» **Problem to solve**:
In the interpreter design notes below, what hardware is the terminal-based game system being prototyped for?

0. Decision and status (read this first)

Decision (2026-06-14): keep the tree-walking interpreter. Do not build the bytecode VM now. Reason: the current priority is prototyping velocity for a terminal-based game system on a Raspberry Pi Zero 2 W, and the tree-walker is the most malleable substrate — new primitive = a cfunc; new form = one switch arm; no compiler/VM/GC-rooting surface to keep correct while the language and FFI are still in flux. On a 1 GHz A53 driving an 80×25 text grid (event-driven redraw, ~50 ms handler headroom) the interpreter is nowhere near the bottleneck, and the FFI escape hatch handles any genuinely hot computation (procgen, pathfinding) by pushing that one thing into C — so the whole language never has to be fast.

Alternatives considered

Option	What it is	Verdict
Tree-walker (current)	`eval()` walks the cons-cell AST directly	Chosen. Already shipping; maximum malleability; fast enough for a text UI on the Pi.
Analyzing interpreter (SICP §4.1.7)	Walk the AST once into a tree of pre-classified C thunks; execute that	Deferred. ~2–4× faster by killing re-dispatch, still malleable — but doesn’t give proper tail calls / bounded stack / clean per-op sandbox without extra work, and is a different representation (throwaway if bytecode is later wanted). The first thing to reach for only if profiling shows the interpreter loop itself (not one cfunc-able hot spot) is the wall.
In-memory bytecode VM (this spec)	Compile AST→bytecode at load, run on a stack VM, no serialized artifact	Deferred to ship-hardening. Gets TCO, bounded stack, precise sandbox; it is the reusable substrate AOT would build on. Heavy correctness investment (compiler + VM + GC rooting) that works against prototyping velocity.
AOT bytecode	Compile `.lsp`→bytecode on desktop, ship in `.kn86`, device drops the parser	Deferred furthest. Adds a versioned bytecode ABI + verifier (untrusted-cart trust boundary) — a permanent tax. Purely additive on top of the in-memory VM, so nothing is lost by deferring it. The “AOT” half of ADR-0004’s aspiration.

Key sequencing insight: in-memory bytecode → AOT is an additive path (shared compiler + VM); the analyzing interpreter is a detour off it. So if bytecode is ever built, go straight to the in-memory VM in this spec — don’t build the analyzing interpreter first.

Revisit triggers (make this a data decision, not a vibe)

Reopen this design when on-device profiling shows one of:

the interpreter loop itself — not a single identifiable computation you could move into a cfunc — is eating the frame budget on the Pi Zero 2 W; or
cart load time (parsing source on device) becomes a felt delay; or
RAM/footprint pressure as ship approaches makes dropping the on-device parser (AOT) worthwhile; or
you need to run untrusted third-party carts and want opcode-level verification + metering rather than source-level trust.

» **Supplied data**:
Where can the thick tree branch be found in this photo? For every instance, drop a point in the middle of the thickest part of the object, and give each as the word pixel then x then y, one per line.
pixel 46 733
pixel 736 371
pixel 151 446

» **Answer to the problem**:
A Raspberry Pi Zero 2 W.